Nationally, the number of people who are falling ill with flu is still increasing. More worrying, the hospitalization rate — a predictor of the death rate — has just jumped, and is now on track to equal or surpass that of the 2014-2015 flu season.



In that year, the Centers for Disease Control and Prevention estimates, 34 million Americans got the flu, 710,000 were hospitalized and about 56,000 people died.


“We’ll expect something around those numbers,” Dr. Daniel B. Jernigan, director of the C.D.C.’s influenza division, said during a telephone news conference Friday.


This week, the deaths of seven children were reported to the C.D.C., bringing this season’s total to 37. In 2014-2015, there were 148 pediatric deaths — which the agency tracks individually, not by estimates, as it does with death totals.



It is too early to estimate how many children will die this season, Dr. Jernigan said, because the flu season still has weeks to run, and because the agency often does not learn of deaths — especially of children who die at home — until weeks after they occur.


This year’s intensity is high by several measures that the C.D.C. uses. For three weeks straight, the health departments of 49 states — all except Hawaii — have reported “widespread” flu activity.
Sentinel sites in 39 states, New York City and Puerto Rico all reported “high” flu levels.

____________

** YOUR GOAL **
Can you rewrite the flu-season text between "Nationally, the number" and "56,000 people died.", inclusive, putting "hospital admission rate" in place of "hospitalization rate"?

____________

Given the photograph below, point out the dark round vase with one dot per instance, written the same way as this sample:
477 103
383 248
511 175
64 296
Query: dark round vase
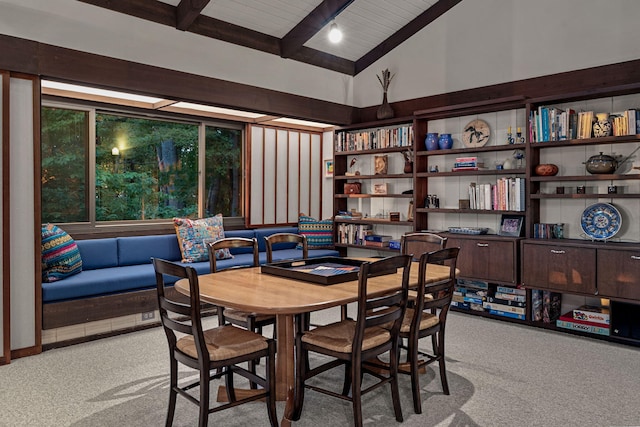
445 142
431 141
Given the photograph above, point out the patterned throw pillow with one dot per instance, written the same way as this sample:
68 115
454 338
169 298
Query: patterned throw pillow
60 254
194 234
319 233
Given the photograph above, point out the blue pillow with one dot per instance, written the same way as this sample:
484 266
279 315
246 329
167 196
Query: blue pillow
60 254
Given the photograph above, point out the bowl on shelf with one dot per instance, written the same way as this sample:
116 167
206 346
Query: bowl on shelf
546 169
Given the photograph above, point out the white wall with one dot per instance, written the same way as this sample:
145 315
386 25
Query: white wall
485 42
76 25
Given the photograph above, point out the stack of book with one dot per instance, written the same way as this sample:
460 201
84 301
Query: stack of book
470 294
545 305
594 320
377 240
507 302
467 164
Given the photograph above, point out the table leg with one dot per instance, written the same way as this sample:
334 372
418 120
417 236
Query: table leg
285 364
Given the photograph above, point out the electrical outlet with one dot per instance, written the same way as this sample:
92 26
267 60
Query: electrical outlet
149 315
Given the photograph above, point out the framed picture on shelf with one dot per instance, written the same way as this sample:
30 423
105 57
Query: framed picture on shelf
381 164
380 188
328 168
511 225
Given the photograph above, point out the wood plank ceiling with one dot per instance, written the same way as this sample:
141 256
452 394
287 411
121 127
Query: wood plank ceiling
296 29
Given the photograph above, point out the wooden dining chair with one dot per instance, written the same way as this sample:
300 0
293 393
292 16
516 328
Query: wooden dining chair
276 238
350 342
418 243
251 321
223 347
428 318
230 316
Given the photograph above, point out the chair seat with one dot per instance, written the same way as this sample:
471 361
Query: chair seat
427 321
225 342
339 336
241 316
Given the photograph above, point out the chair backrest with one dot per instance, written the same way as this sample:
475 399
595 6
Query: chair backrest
286 238
229 243
441 291
418 243
179 316
382 309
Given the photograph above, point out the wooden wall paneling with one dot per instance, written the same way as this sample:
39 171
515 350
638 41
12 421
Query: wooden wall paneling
5 291
316 177
281 176
305 168
294 173
269 172
24 214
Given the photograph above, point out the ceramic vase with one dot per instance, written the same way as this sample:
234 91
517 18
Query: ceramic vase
445 142
431 141
603 126
384 111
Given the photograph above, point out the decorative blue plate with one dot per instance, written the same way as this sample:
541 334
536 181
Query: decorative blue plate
601 221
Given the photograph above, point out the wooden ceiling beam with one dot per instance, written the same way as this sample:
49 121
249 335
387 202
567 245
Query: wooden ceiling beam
400 36
310 25
188 11
163 13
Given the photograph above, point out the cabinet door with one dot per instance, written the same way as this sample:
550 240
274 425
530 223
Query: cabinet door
560 268
486 259
618 273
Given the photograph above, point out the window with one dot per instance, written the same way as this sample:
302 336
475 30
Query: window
142 168
65 143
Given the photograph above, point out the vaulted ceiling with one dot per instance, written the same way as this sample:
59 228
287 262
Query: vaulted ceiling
296 29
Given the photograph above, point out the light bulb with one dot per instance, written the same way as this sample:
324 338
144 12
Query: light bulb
335 35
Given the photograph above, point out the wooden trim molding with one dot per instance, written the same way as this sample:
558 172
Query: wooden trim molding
6 229
110 73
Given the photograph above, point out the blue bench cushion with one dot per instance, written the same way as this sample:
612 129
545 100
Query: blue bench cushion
261 233
140 249
98 253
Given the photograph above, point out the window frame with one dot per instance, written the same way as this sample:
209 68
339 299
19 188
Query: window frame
157 226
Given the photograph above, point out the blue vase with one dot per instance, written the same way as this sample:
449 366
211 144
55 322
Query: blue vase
431 141
445 142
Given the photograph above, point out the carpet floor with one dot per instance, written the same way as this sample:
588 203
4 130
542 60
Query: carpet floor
500 374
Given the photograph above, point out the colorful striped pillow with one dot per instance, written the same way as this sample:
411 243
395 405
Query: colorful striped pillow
60 254
319 233
194 234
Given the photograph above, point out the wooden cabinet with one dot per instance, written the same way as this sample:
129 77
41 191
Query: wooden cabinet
558 267
490 258
619 273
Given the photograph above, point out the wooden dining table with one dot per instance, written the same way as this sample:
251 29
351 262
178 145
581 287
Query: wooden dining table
249 289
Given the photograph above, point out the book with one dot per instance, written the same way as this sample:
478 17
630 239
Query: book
377 238
507 302
593 314
508 290
503 307
507 314
550 306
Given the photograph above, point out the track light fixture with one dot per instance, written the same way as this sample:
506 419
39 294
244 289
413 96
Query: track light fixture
335 35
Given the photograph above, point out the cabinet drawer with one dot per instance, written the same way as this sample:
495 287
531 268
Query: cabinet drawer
561 268
619 273
486 259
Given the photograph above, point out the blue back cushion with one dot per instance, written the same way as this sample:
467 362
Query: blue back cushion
261 233
98 253
247 234
140 249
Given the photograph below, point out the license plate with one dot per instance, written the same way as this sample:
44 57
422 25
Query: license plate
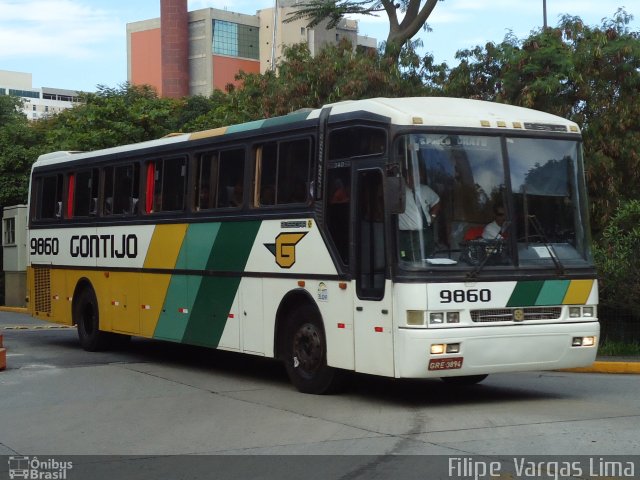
445 363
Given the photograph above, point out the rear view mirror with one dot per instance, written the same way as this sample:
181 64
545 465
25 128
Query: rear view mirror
395 194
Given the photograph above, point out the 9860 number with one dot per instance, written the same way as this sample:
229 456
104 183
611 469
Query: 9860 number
472 295
44 246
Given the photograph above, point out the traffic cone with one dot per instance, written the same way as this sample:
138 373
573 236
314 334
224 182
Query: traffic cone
3 355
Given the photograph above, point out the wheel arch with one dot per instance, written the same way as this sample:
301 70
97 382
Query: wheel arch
82 284
292 300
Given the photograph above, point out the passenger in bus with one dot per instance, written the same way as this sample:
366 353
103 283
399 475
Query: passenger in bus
235 200
339 193
417 237
496 230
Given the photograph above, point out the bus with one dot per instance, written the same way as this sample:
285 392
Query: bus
400 237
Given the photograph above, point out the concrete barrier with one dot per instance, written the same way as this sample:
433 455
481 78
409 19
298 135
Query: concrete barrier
3 355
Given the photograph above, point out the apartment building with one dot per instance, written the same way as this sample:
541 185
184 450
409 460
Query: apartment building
193 53
37 102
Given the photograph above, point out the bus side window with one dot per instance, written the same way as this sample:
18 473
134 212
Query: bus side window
85 193
48 197
121 189
282 172
169 184
338 215
357 142
230 178
207 181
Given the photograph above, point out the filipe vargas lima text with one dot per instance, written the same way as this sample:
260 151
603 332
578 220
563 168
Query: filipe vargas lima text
468 467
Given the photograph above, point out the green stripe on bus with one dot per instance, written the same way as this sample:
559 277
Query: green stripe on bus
552 292
215 296
292 117
243 127
198 245
172 323
210 311
232 246
525 293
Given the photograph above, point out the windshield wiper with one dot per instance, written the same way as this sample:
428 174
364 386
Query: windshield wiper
552 252
497 241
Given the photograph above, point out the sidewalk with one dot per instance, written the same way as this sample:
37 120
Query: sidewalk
601 365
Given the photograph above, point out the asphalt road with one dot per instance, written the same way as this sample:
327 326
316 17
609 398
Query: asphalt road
151 400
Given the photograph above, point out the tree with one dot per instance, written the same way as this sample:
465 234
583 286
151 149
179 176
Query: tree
113 116
336 73
590 75
401 30
20 145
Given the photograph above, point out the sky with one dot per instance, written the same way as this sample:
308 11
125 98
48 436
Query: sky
79 44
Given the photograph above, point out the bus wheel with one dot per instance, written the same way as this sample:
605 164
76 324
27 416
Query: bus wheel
87 317
462 381
305 353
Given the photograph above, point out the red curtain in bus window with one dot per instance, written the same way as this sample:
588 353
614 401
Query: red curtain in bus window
151 174
71 190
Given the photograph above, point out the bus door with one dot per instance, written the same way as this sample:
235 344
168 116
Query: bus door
373 310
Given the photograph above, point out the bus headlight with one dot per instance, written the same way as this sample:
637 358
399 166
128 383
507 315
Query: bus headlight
415 317
583 341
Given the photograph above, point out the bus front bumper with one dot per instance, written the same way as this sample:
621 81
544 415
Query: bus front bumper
487 350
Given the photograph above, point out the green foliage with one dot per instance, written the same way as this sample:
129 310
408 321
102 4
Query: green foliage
617 348
414 17
617 259
113 116
20 144
588 74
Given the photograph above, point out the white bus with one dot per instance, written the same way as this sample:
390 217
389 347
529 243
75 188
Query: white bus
408 237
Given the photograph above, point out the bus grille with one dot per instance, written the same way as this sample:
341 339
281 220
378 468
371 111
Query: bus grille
42 277
510 314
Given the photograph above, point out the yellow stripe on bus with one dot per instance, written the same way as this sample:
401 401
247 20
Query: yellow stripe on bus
578 292
165 246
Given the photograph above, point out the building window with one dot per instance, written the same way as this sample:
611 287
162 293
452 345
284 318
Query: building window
24 93
235 40
9 229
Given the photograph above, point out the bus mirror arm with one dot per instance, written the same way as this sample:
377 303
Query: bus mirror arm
396 194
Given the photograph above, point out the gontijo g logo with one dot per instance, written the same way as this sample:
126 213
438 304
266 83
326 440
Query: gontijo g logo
285 248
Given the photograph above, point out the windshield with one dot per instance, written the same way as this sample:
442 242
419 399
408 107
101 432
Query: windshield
461 211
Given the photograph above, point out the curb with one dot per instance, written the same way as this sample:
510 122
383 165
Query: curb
608 367
14 309
3 356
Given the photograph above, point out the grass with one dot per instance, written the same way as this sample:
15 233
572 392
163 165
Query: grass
613 348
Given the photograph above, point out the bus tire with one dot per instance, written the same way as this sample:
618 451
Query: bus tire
87 317
305 353
463 381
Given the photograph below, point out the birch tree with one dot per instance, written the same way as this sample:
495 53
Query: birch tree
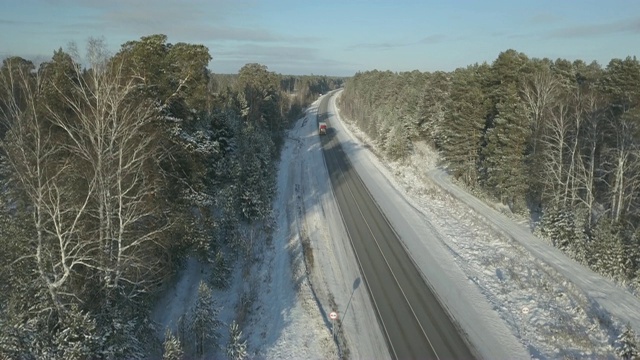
111 136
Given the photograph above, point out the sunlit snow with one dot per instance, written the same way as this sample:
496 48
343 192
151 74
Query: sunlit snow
512 294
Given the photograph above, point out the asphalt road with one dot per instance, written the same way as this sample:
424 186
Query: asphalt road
415 324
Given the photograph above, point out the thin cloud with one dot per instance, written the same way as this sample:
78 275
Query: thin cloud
433 39
631 26
544 18
379 46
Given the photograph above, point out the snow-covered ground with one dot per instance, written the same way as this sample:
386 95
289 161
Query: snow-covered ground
514 296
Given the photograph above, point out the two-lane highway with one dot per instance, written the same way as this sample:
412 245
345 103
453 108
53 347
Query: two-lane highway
414 322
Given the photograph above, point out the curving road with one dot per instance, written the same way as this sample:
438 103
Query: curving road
415 324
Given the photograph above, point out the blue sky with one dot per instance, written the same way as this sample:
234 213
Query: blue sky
332 37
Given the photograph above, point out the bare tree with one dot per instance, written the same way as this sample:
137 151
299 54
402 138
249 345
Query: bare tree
39 171
624 158
111 135
539 93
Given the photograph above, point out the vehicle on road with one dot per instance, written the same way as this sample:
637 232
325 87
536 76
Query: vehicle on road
322 128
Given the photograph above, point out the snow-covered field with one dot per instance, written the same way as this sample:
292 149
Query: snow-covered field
511 304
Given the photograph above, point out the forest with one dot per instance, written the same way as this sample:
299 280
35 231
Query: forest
115 169
556 141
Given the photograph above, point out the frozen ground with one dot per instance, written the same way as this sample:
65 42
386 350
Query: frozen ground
515 296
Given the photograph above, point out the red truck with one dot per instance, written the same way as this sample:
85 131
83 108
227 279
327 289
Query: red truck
322 128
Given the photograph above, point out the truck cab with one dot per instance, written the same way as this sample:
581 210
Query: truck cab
322 128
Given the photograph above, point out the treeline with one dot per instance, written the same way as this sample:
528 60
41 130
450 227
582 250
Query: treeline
556 138
113 172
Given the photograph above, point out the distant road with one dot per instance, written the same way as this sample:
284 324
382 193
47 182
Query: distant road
415 324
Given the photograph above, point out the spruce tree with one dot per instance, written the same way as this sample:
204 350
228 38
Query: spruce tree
204 323
172 347
236 348
627 345
505 151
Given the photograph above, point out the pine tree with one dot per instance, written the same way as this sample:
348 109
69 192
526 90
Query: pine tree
505 151
236 348
172 347
627 345
463 131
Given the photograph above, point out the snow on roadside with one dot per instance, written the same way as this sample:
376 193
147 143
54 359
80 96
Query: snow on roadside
544 311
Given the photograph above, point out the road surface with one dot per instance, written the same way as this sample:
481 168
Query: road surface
415 324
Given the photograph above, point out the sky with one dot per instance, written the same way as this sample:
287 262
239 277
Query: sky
332 37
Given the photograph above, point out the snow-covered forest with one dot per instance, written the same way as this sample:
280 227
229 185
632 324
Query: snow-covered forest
555 141
115 169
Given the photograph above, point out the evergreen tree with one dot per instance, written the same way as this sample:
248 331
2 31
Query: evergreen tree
204 323
463 131
236 348
627 345
172 347
505 151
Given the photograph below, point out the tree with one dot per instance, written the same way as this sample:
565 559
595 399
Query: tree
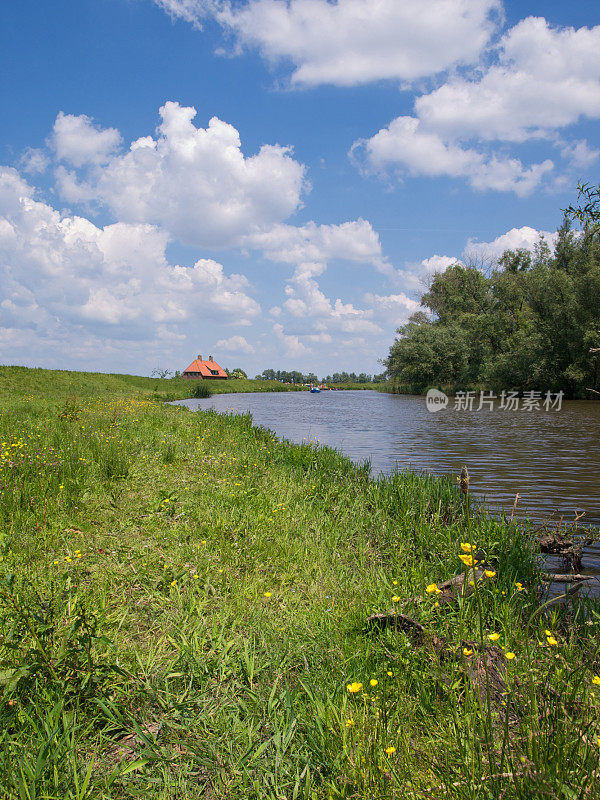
529 323
587 213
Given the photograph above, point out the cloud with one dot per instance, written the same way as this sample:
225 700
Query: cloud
580 154
76 140
406 146
352 42
292 346
64 274
395 308
235 344
546 78
34 161
516 238
351 241
194 182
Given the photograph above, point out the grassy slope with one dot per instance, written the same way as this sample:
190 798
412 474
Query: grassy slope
227 576
57 384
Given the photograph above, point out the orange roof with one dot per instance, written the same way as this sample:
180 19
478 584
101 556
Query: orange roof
206 369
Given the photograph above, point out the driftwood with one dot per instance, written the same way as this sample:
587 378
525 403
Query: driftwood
485 670
569 549
486 674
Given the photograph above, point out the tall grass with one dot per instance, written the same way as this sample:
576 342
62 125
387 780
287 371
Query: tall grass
183 600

____________

** SOLUTION FOR THIS TASK **
Nationally, the number of people who are falling ill with flu is still increasing. More worrying, the hospital admission rate — a predictor of the death rate — has just jumped, and is now on track to equal or surpass that of the 2014-2015 flu season.



In that year, the Centers for Disease Control and Prevention estimates, 34 million Americans got the flu, 710,000 were hospitalized and about 56,000 people died.